Arrange the stretch of the listing from the line containing "the grass in the photo above." through the line containing "(1244, 311)" as a Markdown table with the columns Row and Line. Number each line under Row and omit blank lines.

[start Task material]

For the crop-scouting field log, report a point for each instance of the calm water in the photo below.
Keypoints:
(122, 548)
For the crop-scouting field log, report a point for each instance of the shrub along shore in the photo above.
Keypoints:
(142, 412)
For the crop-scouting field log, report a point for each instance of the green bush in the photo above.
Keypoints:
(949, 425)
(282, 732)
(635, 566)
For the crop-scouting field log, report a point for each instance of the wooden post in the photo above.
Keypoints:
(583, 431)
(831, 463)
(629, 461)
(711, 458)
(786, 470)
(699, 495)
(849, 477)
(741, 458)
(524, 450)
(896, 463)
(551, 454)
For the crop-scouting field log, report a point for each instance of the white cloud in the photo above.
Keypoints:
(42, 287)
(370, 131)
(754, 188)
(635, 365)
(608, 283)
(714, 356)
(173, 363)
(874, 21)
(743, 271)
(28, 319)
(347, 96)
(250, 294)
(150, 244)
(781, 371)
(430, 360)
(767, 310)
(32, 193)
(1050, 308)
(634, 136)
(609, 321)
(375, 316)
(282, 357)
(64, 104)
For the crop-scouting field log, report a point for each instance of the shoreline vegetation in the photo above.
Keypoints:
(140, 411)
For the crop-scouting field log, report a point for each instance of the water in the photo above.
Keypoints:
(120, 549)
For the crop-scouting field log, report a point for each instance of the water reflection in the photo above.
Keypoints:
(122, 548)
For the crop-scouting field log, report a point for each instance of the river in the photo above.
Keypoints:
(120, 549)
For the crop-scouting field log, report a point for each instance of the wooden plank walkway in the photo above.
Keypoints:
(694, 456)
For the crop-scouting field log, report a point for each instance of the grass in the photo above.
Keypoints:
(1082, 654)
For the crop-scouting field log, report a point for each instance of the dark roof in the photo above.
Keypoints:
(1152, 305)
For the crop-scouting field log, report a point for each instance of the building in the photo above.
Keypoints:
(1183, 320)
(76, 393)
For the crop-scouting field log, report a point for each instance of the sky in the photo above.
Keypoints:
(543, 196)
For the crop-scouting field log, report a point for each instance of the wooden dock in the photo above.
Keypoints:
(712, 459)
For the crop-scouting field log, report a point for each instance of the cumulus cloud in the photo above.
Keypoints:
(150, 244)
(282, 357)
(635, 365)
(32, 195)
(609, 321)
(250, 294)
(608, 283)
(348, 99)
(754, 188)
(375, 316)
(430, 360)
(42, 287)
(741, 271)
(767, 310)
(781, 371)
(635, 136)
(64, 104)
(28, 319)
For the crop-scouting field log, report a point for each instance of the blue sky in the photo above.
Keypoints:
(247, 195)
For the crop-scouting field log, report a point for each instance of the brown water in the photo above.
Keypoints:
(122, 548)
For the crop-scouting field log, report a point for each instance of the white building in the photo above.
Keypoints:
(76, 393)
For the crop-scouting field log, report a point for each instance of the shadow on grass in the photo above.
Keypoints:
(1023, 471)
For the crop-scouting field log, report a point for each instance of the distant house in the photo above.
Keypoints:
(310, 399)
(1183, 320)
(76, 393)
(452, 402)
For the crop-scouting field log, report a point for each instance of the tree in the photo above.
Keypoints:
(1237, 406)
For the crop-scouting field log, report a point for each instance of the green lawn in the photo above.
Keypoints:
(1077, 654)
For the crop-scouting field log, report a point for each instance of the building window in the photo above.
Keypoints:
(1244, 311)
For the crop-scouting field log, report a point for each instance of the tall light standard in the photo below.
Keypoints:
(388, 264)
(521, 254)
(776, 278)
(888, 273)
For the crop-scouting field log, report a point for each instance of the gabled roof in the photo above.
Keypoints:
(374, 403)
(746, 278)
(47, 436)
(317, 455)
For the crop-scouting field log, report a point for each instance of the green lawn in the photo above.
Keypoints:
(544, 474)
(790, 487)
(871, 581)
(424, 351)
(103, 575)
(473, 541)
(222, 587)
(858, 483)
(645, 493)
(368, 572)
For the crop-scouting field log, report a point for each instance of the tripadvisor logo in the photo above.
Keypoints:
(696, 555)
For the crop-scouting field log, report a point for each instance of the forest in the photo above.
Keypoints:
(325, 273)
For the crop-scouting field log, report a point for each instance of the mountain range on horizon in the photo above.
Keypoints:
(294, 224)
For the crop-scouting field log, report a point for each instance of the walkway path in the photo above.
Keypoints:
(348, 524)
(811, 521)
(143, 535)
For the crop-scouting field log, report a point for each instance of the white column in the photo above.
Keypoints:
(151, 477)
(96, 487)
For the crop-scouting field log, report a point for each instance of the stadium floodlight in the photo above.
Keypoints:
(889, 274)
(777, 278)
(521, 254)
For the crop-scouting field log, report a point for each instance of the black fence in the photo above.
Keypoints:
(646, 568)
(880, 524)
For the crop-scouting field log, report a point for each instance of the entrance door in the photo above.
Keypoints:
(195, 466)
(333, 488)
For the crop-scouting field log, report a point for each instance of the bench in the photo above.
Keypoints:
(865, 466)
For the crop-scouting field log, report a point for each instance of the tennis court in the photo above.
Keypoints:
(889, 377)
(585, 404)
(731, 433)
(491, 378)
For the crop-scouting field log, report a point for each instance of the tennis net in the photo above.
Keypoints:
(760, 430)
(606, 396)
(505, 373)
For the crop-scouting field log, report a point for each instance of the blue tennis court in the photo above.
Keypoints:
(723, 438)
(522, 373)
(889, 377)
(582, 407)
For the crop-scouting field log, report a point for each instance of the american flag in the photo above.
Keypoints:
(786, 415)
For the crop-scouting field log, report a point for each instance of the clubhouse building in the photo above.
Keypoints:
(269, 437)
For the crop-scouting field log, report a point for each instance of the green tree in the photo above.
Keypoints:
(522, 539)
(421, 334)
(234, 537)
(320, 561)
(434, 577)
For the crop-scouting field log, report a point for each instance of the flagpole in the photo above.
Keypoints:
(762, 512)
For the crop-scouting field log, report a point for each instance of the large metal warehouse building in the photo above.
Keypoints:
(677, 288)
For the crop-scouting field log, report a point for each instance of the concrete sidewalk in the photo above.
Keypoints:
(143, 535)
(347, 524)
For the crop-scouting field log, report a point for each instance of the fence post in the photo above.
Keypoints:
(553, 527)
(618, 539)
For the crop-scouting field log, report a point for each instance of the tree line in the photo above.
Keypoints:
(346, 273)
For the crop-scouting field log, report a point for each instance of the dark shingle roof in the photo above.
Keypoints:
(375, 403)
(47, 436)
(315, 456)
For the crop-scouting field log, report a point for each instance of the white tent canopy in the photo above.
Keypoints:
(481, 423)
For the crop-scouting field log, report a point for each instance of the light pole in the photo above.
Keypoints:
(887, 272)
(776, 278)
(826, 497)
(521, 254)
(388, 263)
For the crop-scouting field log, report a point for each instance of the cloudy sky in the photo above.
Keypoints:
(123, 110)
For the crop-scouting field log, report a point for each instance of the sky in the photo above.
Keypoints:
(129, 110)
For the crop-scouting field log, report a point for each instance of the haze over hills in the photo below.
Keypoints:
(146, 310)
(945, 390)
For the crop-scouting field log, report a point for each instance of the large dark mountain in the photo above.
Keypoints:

[end Task material]

Answer for this exercise:
| Row | Line |
|---|---|
| 1 | For the crop-scouting field log, report a point for each instance of the grass in the photo above. |
| 2 | Keypoints: |
| 3 | (1082, 654) |
| 4 | For the crop-scouting field log, report a point for each instance of the dark roof in the photo above. |
| 5 | Keypoints: |
| 6 | (1152, 305) |
| 7 | For the crop-scouting field log, report a point for each instance of the building in the photo above. |
| 8 | Keypoints: |
| 9 | (1183, 320) |
| 10 | (76, 393) |
| 11 | For the crop-scouting field log, report a point for each instance of the sky in the photo above. |
| 12 | Keypoints: |
| 13 | (543, 196) |
| 14 | For the crop-scouting field log, report a point for each instance of the wooden dock in the photo above. |
| 15 | Keypoints: |
| 16 | (712, 459) |
| 17 | For the crop-scouting field log, report a point for each instance of the cumulus cloud in the photo above. |
| 18 | Keypoints: |
| 19 | (150, 244) |
| 20 | (282, 357) |
| 21 | (635, 365) |
| 22 | (32, 195) |
| 23 | (609, 321) |
| 24 | (250, 294) |
| 25 | (608, 283) |
| 26 | (348, 99) |
| 27 | (754, 188) |
| 28 | (375, 316) |
| 29 | (430, 360) |
| 30 | (42, 287) |
| 31 | (741, 271) |
| 32 | (767, 310) |
| 33 | (781, 371) |
| 34 | (635, 136) |
| 35 | (64, 104) |
| 36 | (28, 319) |
| 37 | For the crop-scouting field log, report a point for each instance of the blue sky in the photo above. |
| 38 | Keypoints: |
| 39 | (247, 195) |
| 40 | For the crop-scouting field log, report a point for each instance of the brown water in the photo above. |
| 41 | Keypoints: |
| 42 | (122, 548) |
| 43 | For the crop-scouting field log, report a point for each instance of the white building in the photo above. |
| 44 | Keypoints: |
| 45 | (76, 393) |
| 46 | For the crop-scouting field log, report a point for each instance of the shadow on grass in the photo above. |
| 47 | Keypoints: |
| 48 | (1023, 471) |
| 49 | For the crop-scouting field log, report a point for each instance of the distant house in the photo above. |
| 50 | Keypoints: |
| 51 | (310, 399) |
| 52 | (1183, 320) |
| 53 | (76, 393) |
| 54 | (452, 402) |
| 55 | For the crop-scouting field log, report a point for each instance of the tree in the photo above. |
| 56 | Keypoints: |
| 57 | (1237, 406) |
| 58 | For the crop-scouting field log, report a point for each instance of the green lawn in the photo above. |
| 59 | Keypoints: |
| 60 | (1077, 654) |
| 61 | For the crop-scouting field log, report a point for each instance of the building window in the photo above. |
| 62 | Keypoints: |
| 63 | (1244, 311) |